WORK REQUIRED:
The entries below must be retyped in full. Keep every word the same.

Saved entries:
++++++++++

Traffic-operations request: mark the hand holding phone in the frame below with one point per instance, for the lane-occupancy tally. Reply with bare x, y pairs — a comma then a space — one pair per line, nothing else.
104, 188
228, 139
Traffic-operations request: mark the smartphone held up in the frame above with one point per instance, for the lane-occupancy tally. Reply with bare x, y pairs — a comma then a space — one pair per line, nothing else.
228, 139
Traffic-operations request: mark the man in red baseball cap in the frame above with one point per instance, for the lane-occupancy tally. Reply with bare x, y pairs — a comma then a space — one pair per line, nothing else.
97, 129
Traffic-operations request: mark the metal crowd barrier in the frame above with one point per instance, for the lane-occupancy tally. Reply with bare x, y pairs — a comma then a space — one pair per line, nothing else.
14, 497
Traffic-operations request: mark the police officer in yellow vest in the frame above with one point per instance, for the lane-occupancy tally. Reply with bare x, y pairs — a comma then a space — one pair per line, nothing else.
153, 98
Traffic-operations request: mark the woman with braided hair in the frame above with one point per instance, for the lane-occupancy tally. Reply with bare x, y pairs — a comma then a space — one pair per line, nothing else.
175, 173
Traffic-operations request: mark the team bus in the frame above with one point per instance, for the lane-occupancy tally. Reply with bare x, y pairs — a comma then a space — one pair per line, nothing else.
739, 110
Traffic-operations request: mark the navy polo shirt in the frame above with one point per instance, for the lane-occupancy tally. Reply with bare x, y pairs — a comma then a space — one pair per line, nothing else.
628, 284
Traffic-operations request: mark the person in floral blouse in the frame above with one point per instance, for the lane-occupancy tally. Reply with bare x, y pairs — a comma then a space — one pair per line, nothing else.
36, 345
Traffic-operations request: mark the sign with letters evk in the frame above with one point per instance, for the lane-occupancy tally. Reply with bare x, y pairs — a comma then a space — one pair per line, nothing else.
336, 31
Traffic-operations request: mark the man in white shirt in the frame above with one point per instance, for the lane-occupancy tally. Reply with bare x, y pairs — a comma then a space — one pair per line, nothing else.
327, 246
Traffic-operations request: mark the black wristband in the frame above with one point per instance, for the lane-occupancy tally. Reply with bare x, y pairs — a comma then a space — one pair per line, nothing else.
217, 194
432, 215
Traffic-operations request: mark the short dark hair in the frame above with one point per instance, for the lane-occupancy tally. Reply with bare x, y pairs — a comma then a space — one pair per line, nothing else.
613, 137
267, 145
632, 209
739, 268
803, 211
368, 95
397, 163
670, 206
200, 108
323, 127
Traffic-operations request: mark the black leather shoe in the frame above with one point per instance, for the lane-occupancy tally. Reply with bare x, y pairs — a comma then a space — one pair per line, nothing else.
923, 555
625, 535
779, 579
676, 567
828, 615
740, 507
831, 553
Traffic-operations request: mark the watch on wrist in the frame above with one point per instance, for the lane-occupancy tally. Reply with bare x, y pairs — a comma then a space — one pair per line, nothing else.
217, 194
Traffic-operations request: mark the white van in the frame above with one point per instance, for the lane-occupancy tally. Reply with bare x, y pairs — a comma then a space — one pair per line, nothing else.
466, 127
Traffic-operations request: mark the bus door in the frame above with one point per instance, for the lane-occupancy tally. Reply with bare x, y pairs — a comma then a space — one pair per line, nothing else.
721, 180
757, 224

++++++++++

TASK SOLUTION:
Traffic-operations request: mark the hand holding phone in the frame below with one point per instance, for the lane-occupancy tally. Reply with bare x, y pairs — a comma then a space — one pair per line, nothing else.
104, 188
228, 139
Traffic-operations request: mark the smartphone held up in the frame above with one point per instance, for the lane-occupancy tally. Reply with bare x, y pairs — a comma then a space — one pair per line, nothing else.
228, 139
Traffic-operations request: mark the man in red baseball cap in the frame above with one point per instance, for the lane-occupancy tally. Reply with bare x, y pairs — a comma then a space — one pair per line, nothing else.
97, 129
Traffic-operations request: mark the metal crowd barrier in the frame above with one point per instance, for the lane-occupancy tally. Reply with bare x, y pairs — a comma then a space — one pair per line, nothing else.
14, 497
Traffic-operations request: mark the police officer in yellow vest in the frame above with one point per instance, for the lane-occupancy tally. Reply with bare x, y pairs — a comma then a space — one pair per line, nothing else.
153, 98
Traffic-operations request: mark the woman with braided hair in the frame above with one point per instance, for the lane-occupancy tally. Reply with bare x, y pairs — a comma then a space — one pair per line, nothing else.
175, 173
Traffic-operations request: mark the team bus in the frame above with one point per instance, for the lane-occupancy tally. Reply with bare x, y pairs — a comma then a space — one pair per line, nothing else.
739, 110
Traffic-operations request: mark the navy polo shirt in the frame above with one point per instance, for the lane-occupancy tally. Reply with bare x, y pairs — a comma then a space — one pair per line, nothing else.
628, 284
Traffic-operations request: mark the person in floral blouse in the frame above with one point per instance, for the lane-occupancy tally. Reply with bare x, y pairs — a comma then a space — one pair per line, nothing else.
36, 345
Traffic-operations request: mark the sign with letters evk in the frame above with one point per instance, for the lane-occupancy tally. Reply with bare x, y pairs — a comma then a space — one pair per line, nothing else.
336, 31
Traffic-operations request: mark the man in white shirt in the frame above with one point per instance, for the lane-occupancy tally. Reply with bare x, y pairs — a comma then a space — one pair per line, nothing else.
327, 246
Traffic-operations request: mark the black wristband in the frame above with one point per instance, for the lane-occupancy tally. Reply with bare x, y pairs — a comma then a space — one pair per line, nothing else.
217, 194
432, 215
Traffic-operations request: mark the short dark hair in the frame above with one point per instance, for the lane-occupancy tally. Reply with bare x, y pairs — a comma then a space — one pair per line, nothing else.
613, 137
267, 145
632, 209
739, 268
803, 211
368, 95
397, 163
670, 206
200, 108
323, 127
Traffic-operations request: mark the black leather shoe in the frame above with one point per instance, for the lane-occupancy tally. Reply with bare x, y pairs — a comma then a space — one pair per line, nothing else.
923, 555
625, 535
779, 579
676, 567
828, 615
740, 507
831, 553
Traffic-operations request: mark the watch on wrist in the frame above with one point per instance, for the lane-occupancy tally. Reply with bare x, y pairs — a comma then a space — one pair per line, nothing else.
217, 194
Traffic-operations request: mark the white van in the frame above with one point per instance, for the lane-occupancy tally. Reply with bare x, y pairs — a comma then a space — one pair per line, nothing else.
466, 127
Traffic-operations request: mark the bus door in the frame above with one point per instance, for the lane-occupancy tally. Reply with bare x, y pairs — a comma then a space — one pair per line, nothing else.
721, 180
757, 224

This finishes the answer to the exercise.